**TASK REQUIREMENTS**
Reproduce the tail of the data exactly. It starts at the line containing "for the tree" and runs to the last line.
━━━━━━━━━━━━━━━━━━━━━━━━━━━━━━
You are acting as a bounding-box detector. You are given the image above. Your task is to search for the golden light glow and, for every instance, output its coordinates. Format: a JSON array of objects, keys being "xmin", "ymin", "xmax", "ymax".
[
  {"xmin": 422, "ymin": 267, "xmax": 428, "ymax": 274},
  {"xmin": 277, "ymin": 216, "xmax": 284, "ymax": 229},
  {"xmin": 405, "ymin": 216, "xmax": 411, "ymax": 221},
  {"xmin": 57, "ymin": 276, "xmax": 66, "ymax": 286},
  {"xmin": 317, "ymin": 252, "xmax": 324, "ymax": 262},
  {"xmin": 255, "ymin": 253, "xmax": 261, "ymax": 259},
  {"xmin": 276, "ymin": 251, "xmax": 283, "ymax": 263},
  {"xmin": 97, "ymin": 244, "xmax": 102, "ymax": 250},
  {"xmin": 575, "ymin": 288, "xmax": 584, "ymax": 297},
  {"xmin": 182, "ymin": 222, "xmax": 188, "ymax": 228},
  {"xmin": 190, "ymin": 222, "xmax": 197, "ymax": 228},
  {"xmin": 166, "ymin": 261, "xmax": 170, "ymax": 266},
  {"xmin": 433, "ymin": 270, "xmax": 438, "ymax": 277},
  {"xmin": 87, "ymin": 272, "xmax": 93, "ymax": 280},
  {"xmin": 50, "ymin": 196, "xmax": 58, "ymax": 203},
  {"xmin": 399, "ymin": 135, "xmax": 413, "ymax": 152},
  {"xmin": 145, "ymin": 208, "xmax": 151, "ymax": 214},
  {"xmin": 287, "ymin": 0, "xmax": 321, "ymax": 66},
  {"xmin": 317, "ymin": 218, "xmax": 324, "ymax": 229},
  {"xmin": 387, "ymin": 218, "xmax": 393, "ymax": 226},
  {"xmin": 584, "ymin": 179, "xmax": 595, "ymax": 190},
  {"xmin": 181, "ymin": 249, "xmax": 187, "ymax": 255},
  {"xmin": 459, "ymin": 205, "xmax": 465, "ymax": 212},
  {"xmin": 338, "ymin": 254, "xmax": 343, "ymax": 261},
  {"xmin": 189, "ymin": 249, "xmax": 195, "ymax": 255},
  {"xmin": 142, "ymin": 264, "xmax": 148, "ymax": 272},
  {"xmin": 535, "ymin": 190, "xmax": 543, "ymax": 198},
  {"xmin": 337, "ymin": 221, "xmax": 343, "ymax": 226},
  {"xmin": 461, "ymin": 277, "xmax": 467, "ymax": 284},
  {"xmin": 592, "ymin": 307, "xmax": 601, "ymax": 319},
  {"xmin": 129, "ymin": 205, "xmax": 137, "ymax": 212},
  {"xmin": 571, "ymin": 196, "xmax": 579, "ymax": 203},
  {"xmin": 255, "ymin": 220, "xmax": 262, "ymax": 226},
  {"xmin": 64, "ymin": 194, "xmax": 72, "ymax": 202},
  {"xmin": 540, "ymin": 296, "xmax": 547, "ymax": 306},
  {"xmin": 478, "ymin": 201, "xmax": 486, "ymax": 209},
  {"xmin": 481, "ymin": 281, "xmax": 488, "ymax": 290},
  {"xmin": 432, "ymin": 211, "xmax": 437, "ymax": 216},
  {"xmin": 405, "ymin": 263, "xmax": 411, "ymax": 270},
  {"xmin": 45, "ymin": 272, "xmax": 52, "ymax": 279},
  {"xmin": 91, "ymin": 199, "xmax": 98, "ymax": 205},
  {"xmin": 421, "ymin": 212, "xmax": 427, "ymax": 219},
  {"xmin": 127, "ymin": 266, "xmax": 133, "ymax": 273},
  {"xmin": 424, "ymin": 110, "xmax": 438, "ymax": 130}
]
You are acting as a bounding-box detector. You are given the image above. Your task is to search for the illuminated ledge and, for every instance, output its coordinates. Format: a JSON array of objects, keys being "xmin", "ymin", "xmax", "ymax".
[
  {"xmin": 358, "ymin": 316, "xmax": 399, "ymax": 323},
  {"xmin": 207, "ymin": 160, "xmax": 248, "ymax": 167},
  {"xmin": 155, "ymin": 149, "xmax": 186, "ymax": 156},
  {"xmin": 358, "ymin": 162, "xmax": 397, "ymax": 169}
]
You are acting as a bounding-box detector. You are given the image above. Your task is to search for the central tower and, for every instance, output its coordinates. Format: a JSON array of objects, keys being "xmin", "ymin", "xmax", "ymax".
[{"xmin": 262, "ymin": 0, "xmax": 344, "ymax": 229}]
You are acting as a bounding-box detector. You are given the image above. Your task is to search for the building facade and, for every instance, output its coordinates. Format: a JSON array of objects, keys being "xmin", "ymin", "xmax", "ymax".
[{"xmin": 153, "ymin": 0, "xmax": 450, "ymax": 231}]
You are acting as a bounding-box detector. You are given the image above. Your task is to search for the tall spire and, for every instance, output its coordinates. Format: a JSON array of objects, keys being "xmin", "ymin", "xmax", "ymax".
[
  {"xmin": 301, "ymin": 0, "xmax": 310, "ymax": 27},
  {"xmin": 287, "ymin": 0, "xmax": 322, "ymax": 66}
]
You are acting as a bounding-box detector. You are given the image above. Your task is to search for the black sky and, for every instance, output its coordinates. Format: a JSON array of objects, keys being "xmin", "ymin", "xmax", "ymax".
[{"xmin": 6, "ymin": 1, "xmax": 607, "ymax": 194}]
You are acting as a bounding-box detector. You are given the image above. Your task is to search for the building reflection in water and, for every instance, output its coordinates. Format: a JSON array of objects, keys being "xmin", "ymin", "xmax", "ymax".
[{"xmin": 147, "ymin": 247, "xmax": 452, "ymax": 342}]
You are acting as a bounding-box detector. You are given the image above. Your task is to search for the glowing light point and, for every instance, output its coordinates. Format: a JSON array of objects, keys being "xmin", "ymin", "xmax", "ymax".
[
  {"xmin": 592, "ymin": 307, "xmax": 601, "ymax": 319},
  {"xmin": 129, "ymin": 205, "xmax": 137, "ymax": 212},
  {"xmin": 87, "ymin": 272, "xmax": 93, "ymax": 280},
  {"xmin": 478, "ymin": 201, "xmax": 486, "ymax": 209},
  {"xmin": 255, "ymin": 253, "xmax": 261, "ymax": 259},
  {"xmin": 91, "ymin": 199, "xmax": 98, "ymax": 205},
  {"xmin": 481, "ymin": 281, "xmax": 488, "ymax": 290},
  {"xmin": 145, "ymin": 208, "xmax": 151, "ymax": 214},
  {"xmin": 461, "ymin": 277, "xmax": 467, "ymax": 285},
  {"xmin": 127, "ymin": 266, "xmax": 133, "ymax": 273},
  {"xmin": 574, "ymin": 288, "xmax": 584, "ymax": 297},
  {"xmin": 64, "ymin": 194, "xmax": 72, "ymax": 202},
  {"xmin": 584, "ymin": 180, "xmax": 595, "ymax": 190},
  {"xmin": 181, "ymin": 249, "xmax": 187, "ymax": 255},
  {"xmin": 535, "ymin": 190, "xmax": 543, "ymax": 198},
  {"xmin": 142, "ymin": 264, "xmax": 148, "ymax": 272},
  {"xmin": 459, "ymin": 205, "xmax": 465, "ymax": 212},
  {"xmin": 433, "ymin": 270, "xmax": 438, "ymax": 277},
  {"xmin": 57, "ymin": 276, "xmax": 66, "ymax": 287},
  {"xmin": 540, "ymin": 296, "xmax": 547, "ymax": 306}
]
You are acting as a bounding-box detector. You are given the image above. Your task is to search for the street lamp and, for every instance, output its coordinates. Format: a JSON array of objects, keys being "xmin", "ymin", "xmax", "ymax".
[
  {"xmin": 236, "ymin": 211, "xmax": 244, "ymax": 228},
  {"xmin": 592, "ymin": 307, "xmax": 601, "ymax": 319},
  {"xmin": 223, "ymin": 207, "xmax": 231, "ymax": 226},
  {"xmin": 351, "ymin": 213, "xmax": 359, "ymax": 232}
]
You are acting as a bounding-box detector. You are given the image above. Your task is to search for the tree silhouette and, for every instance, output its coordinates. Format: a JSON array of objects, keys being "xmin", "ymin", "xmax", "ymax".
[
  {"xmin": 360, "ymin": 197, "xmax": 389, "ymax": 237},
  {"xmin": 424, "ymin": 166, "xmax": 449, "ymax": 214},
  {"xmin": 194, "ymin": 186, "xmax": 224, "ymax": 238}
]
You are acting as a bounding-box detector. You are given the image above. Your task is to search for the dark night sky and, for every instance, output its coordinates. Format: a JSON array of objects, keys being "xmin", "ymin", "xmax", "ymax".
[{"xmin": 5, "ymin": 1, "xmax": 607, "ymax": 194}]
━━━━━━━━━━━━━━━━━━━━━━━━━━━━━━
**WRITTEN ANSWER**
You are acting as a bounding-box detector. You are given the image above. Your task is to search for the tree silhouette and, for every instance, output its coordinates. Format: a JSON array of objects, keys being "xmin", "ymin", "xmax", "ymax".
[
  {"xmin": 360, "ymin": 197, "xmax": 389, "ymax": 237},
  {"xmin": 424, "ymin": 166, "xmax": 449, "ymax": 214},
  {"xmin": 194, "ymin": 186, "xmax": 224, "ymax": 238}
]
You are acting as a bounding-box detector. You are given the image above. Your task is to search for the dark night sky and, for every instance, output its coordinates. Format: a JSON array of objects, keys being "xmin", "ymin", "xmax", "ymax".
[{"xmin": 5, "ymin": 1, "xmax": 607, "ymax": 194}]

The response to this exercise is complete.